_DIRECTIONS FOR THIS TASK_. Scale the data below by reproducing every line in full and changing only the bounding-box coordinates, each multiplied by 1.75 and rounded to the nearest whole number, with halves rounded up.
* start SOURCE MATERIAL *
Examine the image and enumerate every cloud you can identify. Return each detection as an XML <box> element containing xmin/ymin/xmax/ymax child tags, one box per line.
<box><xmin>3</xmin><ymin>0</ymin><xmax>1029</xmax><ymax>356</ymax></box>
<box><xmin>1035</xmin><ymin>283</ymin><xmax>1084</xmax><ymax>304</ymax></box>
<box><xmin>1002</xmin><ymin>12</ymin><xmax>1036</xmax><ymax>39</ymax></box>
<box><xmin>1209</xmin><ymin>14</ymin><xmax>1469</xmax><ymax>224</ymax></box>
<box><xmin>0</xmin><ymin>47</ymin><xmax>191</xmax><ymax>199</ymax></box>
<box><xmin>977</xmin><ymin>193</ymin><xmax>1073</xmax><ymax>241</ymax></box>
* end SOURCE MATERIAL *
_FINISHED ANSWER_.
Examine the image and enumerate every cloud you can identify. Return each detection as an XML <box> element containing xmin/ymin/xmax/ymax child tags, one box per line.
<box><xmin>5</xmin><ymin>0</ymin><xmax>1801</xmax><ymax>623</ymax></box>
<box><xmin>1811</xmin><ymin>495</ymin><xmax>1897</xmax><ymax>532</ymax></box>
<box><xmin>1754</xmin><ymin>21</ymin><xmax>1813</xmax><ymax>68</ymax></box>
<box><xmin>2116</xmin><ymin>25</ymin><xmax>2571</xmax><ymax>392</ymax></box>
<box><xmin>0</xmin><ymin>82</ymin><xmax>334</xmax><ymax>348</ymax></box>
<box><xmin>1710</xmin><ymin>338</ymin><xmax>1878</xmax><ymax>422</ymax></box>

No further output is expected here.